Referring expression data:
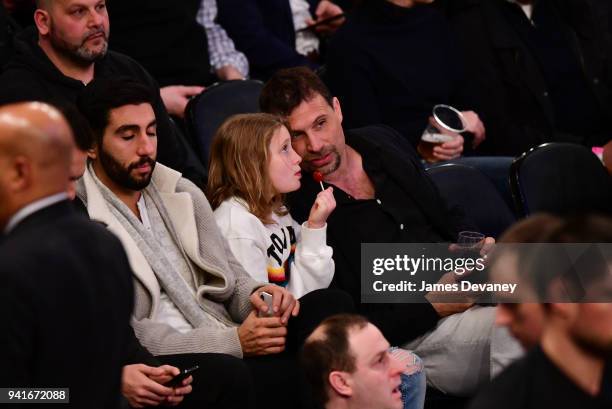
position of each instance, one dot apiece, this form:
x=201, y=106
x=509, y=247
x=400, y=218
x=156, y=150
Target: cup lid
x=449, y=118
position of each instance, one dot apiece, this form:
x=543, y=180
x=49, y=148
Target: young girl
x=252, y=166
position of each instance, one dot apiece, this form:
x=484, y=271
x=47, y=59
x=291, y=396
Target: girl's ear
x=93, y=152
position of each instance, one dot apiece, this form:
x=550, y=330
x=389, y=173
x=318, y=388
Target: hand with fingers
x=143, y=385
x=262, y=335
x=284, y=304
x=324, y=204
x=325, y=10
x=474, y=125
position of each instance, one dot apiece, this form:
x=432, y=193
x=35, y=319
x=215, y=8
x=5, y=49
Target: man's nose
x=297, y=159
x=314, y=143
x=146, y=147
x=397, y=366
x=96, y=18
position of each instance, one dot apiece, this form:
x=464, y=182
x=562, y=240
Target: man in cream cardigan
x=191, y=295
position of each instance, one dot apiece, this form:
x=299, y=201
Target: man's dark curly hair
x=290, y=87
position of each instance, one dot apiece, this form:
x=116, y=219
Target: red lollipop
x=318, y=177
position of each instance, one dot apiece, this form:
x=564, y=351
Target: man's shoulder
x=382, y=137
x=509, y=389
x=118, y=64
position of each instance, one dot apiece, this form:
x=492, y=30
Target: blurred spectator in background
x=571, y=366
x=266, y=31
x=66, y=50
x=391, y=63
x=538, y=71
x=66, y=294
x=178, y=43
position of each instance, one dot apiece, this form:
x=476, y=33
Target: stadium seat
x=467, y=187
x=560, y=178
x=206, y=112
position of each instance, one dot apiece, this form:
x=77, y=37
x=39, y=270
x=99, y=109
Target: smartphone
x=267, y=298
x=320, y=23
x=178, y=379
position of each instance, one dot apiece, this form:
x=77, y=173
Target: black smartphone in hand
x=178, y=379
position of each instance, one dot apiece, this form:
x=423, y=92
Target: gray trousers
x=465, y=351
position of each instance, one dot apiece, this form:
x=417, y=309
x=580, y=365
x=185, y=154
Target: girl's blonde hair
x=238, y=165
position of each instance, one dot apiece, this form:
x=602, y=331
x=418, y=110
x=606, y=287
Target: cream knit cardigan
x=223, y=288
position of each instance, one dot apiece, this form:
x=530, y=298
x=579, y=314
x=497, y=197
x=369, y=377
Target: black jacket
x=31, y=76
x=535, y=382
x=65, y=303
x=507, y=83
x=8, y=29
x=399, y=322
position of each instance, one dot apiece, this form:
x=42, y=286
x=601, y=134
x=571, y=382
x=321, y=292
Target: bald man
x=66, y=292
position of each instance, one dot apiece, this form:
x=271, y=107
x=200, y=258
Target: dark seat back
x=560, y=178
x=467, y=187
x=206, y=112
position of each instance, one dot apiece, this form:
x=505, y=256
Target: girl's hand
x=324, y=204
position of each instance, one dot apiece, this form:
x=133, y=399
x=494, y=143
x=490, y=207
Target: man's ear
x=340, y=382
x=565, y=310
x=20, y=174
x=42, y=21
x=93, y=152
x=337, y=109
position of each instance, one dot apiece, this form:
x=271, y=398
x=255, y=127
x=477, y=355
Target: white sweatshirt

* **EXERCISE AIM**: The records above must be repeated in full and exactly, but without any of the pictures.

* **WORKED SOLUTION**:
position of each instance, one dot apiece, this form:
x=201, y=106
x=509, y=247
x=400, y=218
x=156, y=150
Target: cup lid
x=449, y=118
position of each instance, one dot apiece, this form:
x=543, y=180
x=49, y=148
Target: young girl
x=252, y=166
position of each instance, one dot apiece, this form:
x=484, y=271
x=47, y=59
x=291, y=396
Target: girl's ear
x=93, y=152
position of each instance, one dot apiece, this form:
x=550, y=330
x=389, y=173
x=318, y=388
Target: hand with fingers
x=143, y=385
x=262, y=335
x=284, y=304
x=324, y=204
x=325, y=10
x=474, y=125
position of each instance, one dot apiece, this form:
x=432, y=193
x=35, y=319
x=215, y=8
x=5, y=49
Target: man's nose
x=297, y=159
x=314, y=143
x=146, y=147
x=397, y=366
x=96, y=18
position of each instance, one dot apiece, this form:
x=464, y=182
x=562, y=240
Target: man in cream cardigan
x=191, y=295
position of each instance, one dot apiece, this form:
x=299, y=201
Target: man's dark curly hair
x=290, y=87
position of each instance, one dot apiece, this form:
x=116, y=219
Target: red lollipop
x=318, y=177
position of each instance, one dot apiece, this form:
x=564, y=351
Target: man's shoulder
x=382, y=137
x=509, y=389
x=118, y=64
position of each instance, one dot apiece, this form:
x=492, y=30
Target: blurred spectator in background
x=571, y=366
x=266, y=31
x=66, y=50
x=391, y=63
x=538, y=71
x=66, y=294
x=178, y=43
position of each instance, one dot apiece, this form:
x=476, y=33
Target: stadium seat
x=467, y=187
x=560, y=178
x=206, y=112
position of each instance, one dot apiece, this form:
x=77, y=37
x=39, y=270
x=99, y=109
Target: smartphone
x=267, y=298
x=320, y=23
x=178, y=379
position of each instance, one dot apiece, this form:
x=77, y=173
Target: black smartphone in hand
x=178, y=379
position of each instance, one dot apiece, this form:
x=423, y=92
Target: gray trousers
x=465, y=351
position of each instance, one dot apiece, this form:
x=417, y=309
x=580, y=365
x=185, y=154
Target: girl's blonde hair
x=238, y=165
position of each instance, one dot apiece, this form:
x=602, y=331
x=418, y=110
x=606, y=287
Target: cream knit cardigan
x=223, y=288
position of each instance, one dot apiece, this form:
x=530, y=298
x=579, y=314
x=497, y=197
x=369, y=377
Target: black jacket
x=31, y=76
x=535, y=382
x=65, y=303
x=507, y=83
x=8, y=29
x=399, y=322
position of each instance, one dot apiece, this form:
x=42, y=286
x=601, y=134
x=571, y=382
x=321, y=292
Target: bald man
x=66, y=292
position of each instance, one dot apiece, this form:
x=271, y=107
x=200, y=258
Target: dark seat back
x=560, y=178
x=467, y=187
x=206, y=112
position of each instance, one dot apiece, this form:
x=505, y=256
Target: girl's hand
x=324, y=204
position of each instance, one dot apiece, this form:
x=133, y=399
x=494, y=143
x=490, y=207
Target: man's ear
x=340, y=382
x=565, y=310
x=20, y=174
x=42, y=21
x=93, y=152
x=337, y=109
position of each instance, one dot apiece, this form:
x=271, y=398
x=255, y=127
x=477, y=355
Target: white sweatshirt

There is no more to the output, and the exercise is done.